Sound Board: The Week’s Best Tracks
Our picks for the best tracks out there for the week of January 4–8, 2015. Headphone-tested, FLOOD-approved.
You might be feeling bad that the holiday break is over, but don’t worry, some of our favorite artists are ringing in 2016 with excellent new tracks including powerhouse female singers (Sia, Mavis Staples, Cross Record, Savages), living legends (David Bowie), up-and-coming thrashers (METZ), and one magical collaboration (Sufjan Stevens and Gallant).
Check them all out below.
Sia got her start writing hit songs for major stars including Katy Perry, Rihanna, and Beyoncé, but now, after a hugely successful solo debut, she’s getting to collaborate with these high profile stars on her own behalf. Case in point: her new single “Reaper,” which was cowritten and coproduced by Kanye West. It’s clear that West had a guiding hand on Sia’s new track—her usually grand orchestrations and vocals have been replaced with simple yet effective base line, more sing-spoken verses, and textured beats—but the result is a fun combination of the pair.
Today, David Bowie released his excellent (and Kendrick Lamar–influenced!) new record ★. We’ve already gotten a feel for the album with the video for the title track, and yesterday—one day ahead of his sixty-ninth birthday—Bowie released a second video. “Lazarus,” which was shot in a constricting 1:1 frame by Johan Renck, traps the singer in a hospital bed, where he kicks against the pricks of death. The track is a slow burning ballad that pushes Bowie’s light and angelic voice above the rough, fuzzed-out guitar riffs and horn lines.
Underneath the confusing and garbled imagery of METZ’s brand-new music video, “Eraser” is a burst of tight bass lines and rapid-fire percussion with one very easy-to-remember chorus. Let the pounding sound waves wash over you.
Sufjan Stevens and R&B singer Gallant recently put together a version of Carrie & Lowell‘s gutwrenching closer “Blue Bucket of Gold.” The video, which was shot and performed in a single live take for Spotify’s In The Room sessions, finds Gallant taking the lead vocal. While Sufjan’s take on the album is pained, hopeful in a cosmic sense but resigned to suffering in this life, Gallant delivers an impassioned protest. In his hands, “Blue Bucket of Gold” is issued from the moment before death, when hope for full reconciliation is still alive—but fading.
Emily Cross is set to release Wabi-Sabi, her second LP as Cross Record, right into the post-holiday freeze, and it’s hard to think of a more appropriate time for it. That title refers to the Japanese aesthetic principle of finding beauty in impermanence and transience, and “Basket,” which is taken from the album, is a fitting portrait of that concept in miniature. Cross’ voice etches crystalline through an otherwise muddy stage of plucked cello notes and sustained bass while a muffled note pierces the high end. Those low-end tones forecast trouble that does indeed come cascading in in the song’s final seconds, but even at its most dissonant—and it gets plenty dissonant—Cross’ vocal melody and that one decaying note carry the song; their beauty is what gives “Basket” its momentum. Winter is coming.

» **ACTIVITY LIST**
1: According to the Sound Board roundup, who cowrote and coproduced Sia's single "Reaper"?
2: Output the stretch of the Sound Board roundup from "Today, David Bowie" through "wash over you.", copied word for word.
The records after the Sound Board roundup are separate material.

» **RECORDS**
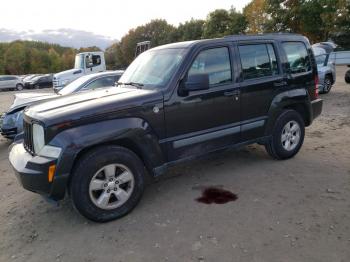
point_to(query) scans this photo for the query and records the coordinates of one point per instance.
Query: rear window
(297, 56)
(258, 60)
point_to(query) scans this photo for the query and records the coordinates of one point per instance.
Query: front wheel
(107, 183)
(327, 85)
(287, 136)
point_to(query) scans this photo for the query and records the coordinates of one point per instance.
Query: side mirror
(197, 82)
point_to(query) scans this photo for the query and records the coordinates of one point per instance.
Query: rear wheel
(287, 136)
(107, 183)
(347, 77)
(19, 87)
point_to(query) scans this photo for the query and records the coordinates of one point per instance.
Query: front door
(260, 79)
(202, 121)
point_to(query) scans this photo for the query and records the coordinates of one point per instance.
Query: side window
(258, 60)
(214, 62)
(101, 82)
(96, 60)
(297, 56)
(92, 60)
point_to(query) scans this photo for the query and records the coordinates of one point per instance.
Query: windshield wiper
(138, 85)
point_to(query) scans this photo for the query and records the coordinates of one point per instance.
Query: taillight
(316, 86)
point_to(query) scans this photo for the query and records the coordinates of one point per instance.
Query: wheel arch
(297, 99)
(131, 133)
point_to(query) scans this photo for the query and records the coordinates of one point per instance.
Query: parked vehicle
(40, 81)
(11, 123)
(175, 102)
(325, 67)
(11, 82)
(85, 63)
(29, 77)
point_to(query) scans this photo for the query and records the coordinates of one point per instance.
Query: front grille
(28, 137)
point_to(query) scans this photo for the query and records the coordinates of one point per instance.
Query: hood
(70, 72)
(25, 99)
(95, 104)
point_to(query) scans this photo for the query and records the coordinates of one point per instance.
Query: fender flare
(297, 99)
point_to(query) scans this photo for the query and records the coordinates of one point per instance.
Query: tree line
(319, 20)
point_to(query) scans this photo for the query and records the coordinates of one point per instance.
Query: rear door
(260, 78)
(301, 70)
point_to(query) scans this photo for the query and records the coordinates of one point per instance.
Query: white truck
(85, 63)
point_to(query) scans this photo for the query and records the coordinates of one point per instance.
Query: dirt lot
(295, 210)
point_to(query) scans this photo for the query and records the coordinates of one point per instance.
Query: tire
(19, 87)
(276, 147)
(347, 77)
(93, 167)
(327, 85)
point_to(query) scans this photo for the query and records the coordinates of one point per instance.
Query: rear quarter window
(297, 57)
(258, 60)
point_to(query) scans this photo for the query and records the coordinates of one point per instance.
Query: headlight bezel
(39, 143)
(10, 119)
(38, 134)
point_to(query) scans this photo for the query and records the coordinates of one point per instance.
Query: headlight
(38, 137)
(39, 144)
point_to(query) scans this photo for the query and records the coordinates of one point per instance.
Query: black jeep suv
(173, 103)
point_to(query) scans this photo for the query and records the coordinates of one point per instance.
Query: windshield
(153, 68)
(79, 62)
(73, 86)
(320, 59)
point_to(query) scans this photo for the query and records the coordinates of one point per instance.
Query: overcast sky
(110, 18)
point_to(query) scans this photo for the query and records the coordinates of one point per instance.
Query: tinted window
(116, 78)
(320, 59)
(96, 60)
(101, 82)
(298, 58)
(214, 62)
(258, 60)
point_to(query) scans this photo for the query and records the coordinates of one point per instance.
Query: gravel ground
(295, 210)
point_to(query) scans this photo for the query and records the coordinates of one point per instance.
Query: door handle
(232, 93)
(279, 83)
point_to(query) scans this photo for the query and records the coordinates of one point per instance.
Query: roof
(271, 36)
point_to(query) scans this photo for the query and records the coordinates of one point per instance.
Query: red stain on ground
(215, 195)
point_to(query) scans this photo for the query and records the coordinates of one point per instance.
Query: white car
(11, 123)
(85, 63)
(11, 82)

» **OUTPUTS FOR THE TASKS**
1: Kanye West.

2:
Today, David Bowie released his excellent (and Kendrick Lamar–influenced!) new record ★. We’ve already gotten a feel for the album with the video for the title track, and yesterday—one day ahead of his sixty-ninth birthday—Bowie released a second video. “Lazarus,” which was shot in a constricting 1:1 frame by Johan Renck, traps the singer in a hospital bed, where he kicks against the pricks of death. The track is a slow burning ballad that pushes Bowie’s light and angelic voice above the rough, fuzzed-out guitar riffs and horn lines.
Underneath the confusing and garbled imagery of METZ’s brand-new music video, “Eraser” is a burst of tight bass lines and rapid-fire percussion with one very easy-to-remember chorus. Let the pounding sound waves wash over you.